# SELECTED TEXT
■ ■ ■ ■ ■ ■ ■

We are one of the largest motion picture exhibitors in the United States and as of September 30, 2012 we owned, operated or had an interest in 232 theatres with 2,242 screens located in 35 states. We target small to mid-size non-urban markets with the belief that they provide a number of operating benefits, including lower operating costs and fewer alternative forms of entertainment.

As of September 30, 2012, we had 216 theatres with 2,119 screens on a digital-based platform, including 208 theatres with 748 screens equipped for 3-D. We believe our leading-edge technologies allow us not only greater flexibility in showing feature films, but also provide us with the capability to explore revenue-enhancing alternative content programming. Digital film content can be easily moved to and from auditoriums in our theatres to maximize attendance. The superior quality of digital cinema and our 3-D capability allows us to provide a quality presentation to our patrons.

We generate revenue primarily from box office receipts and concession sales along with additional revenues from screen advertising sales, our two Hollywood Connection fun centers, video games located in some of our theatres, and theatre rentals. Our revenue depends to a substantial degree on the availability of suitable motion pictures for screening in our theatres and the appeal of such motion pictures to patrons in our specific theatre markets. A disruption in the production of motion pictures, a lack of motion pictures, or the failure of motion pictures to attract the patrons in our theatre markets will likely adversely affect our business and results of operations.

■ ■ ■ ■ ■ ■ ■

# EXERCISE INPUTS
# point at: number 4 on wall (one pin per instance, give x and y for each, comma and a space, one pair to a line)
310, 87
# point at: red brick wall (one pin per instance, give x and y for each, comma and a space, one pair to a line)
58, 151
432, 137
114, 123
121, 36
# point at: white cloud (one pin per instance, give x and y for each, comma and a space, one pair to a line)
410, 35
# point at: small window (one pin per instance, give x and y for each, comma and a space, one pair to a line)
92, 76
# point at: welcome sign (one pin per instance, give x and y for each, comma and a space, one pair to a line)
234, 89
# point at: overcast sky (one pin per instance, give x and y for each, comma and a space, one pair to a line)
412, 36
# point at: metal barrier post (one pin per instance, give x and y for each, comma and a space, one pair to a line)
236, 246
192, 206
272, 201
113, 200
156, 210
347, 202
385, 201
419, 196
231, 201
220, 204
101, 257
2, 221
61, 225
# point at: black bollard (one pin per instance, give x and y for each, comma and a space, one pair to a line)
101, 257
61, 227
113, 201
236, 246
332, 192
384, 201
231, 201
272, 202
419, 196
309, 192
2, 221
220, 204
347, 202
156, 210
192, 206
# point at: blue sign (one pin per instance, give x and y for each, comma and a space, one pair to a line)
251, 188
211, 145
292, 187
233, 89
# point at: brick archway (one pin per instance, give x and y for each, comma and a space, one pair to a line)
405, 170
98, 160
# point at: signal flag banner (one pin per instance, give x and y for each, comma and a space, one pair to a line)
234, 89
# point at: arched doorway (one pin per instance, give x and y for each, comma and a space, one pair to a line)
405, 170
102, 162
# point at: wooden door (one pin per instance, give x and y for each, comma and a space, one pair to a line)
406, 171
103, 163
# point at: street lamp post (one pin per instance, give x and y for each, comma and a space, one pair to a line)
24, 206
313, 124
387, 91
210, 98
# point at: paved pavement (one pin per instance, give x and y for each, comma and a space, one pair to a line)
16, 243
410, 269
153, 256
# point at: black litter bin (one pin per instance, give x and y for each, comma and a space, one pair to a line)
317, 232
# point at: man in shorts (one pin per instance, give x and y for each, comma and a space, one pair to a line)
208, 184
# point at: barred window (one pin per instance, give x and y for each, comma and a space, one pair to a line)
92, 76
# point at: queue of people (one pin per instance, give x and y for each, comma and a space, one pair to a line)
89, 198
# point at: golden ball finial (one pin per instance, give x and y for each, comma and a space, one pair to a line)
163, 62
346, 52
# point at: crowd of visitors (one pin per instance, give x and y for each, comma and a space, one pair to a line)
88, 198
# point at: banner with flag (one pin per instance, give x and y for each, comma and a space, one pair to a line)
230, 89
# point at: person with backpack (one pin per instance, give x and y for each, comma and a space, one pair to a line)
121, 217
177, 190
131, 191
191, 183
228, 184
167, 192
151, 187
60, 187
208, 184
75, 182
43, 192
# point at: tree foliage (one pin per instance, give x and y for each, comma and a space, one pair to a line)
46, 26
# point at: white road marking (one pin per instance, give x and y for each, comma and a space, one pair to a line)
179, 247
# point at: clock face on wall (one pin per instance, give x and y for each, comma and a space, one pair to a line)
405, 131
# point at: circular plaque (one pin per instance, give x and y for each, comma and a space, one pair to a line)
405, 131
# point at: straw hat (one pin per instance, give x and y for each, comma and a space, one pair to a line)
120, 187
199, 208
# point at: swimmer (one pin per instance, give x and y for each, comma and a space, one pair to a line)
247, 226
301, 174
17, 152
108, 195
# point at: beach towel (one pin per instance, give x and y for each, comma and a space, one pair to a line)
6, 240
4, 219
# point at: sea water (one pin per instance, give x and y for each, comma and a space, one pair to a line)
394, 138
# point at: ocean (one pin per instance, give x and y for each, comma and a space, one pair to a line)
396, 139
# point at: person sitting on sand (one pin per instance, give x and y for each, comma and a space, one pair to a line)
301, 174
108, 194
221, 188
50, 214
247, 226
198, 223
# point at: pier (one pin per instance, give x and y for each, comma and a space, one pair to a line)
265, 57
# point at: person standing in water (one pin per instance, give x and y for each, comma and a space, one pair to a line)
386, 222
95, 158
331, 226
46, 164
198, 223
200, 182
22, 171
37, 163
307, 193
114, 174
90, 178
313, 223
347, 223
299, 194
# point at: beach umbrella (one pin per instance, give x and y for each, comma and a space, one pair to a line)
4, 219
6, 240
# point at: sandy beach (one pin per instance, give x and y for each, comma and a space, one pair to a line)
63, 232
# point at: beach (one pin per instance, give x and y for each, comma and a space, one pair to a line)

■ ■ ■ ■ ■ ■ ■

# GIVEN PROBLEM A
Summarize the text about the motion picture exhibitor in two sentences.
# GIVEN PROBLEM B
Copy out the entries word for word, from the line with "# point at: beach towel" through the end of the entries.
The text and the entries are unrelated to each other.

# TASK OUTPUT A
As of September 30, 2012, the company owned, operated or had an interest in 232 theatres with 2,242 screens in 35 states, targeting small to mid-size non-urban markets, and 216 of those theatres with 2,119 screens were on a digital-based platform. It earns revenue mainly from box office receipts and concession sales, and that revenue depends substantially on the availability and appeal of suitable motion pictures.

# TASK OUTPUT B
# point at: beach towel (one pin per instance, give x and y for each, comma and a space, one pair to a line)
6, 240
4, 219
# point at: sea water (one pin per instance, give x and y for each, comma and a space, one pair to a line)
394, 138
# point at: ocean (one pin per instance, give x and y for each, comma and a space, one pair to a line)
396, 139
# point at: person sitting on sand (one pin per instance, give x and y for each, comma and a space, one pair to a line)
301, 174
108, 194
221, 188
50, 214
247, 226
198, 223
# point at: pier (one pin per instance, give x and y for each, comma and a space, one pair to a line)
265, 57
# point at: person standing in water (one pin per instance, give x and y for each, comma and a space, one pair to a line)
386, 222
95, 158
331, 226
46, 164
198, 223
200, 182
22, 171
37, 163
307, 193
114, 174
90, 178
313, 223
347, 223
299, 194
# point at: beach umbrella (one pin per instance, give x and y for each, comma and a space, one pair to a line)
4, 219
6, 240
# point at: sandy beach (one pin per instance, give x and y for each, comma and a space, one pair to a line)
63, 232
# point at: beach (one pin per instance, give x and y for each, comma and a space, one pair to a line)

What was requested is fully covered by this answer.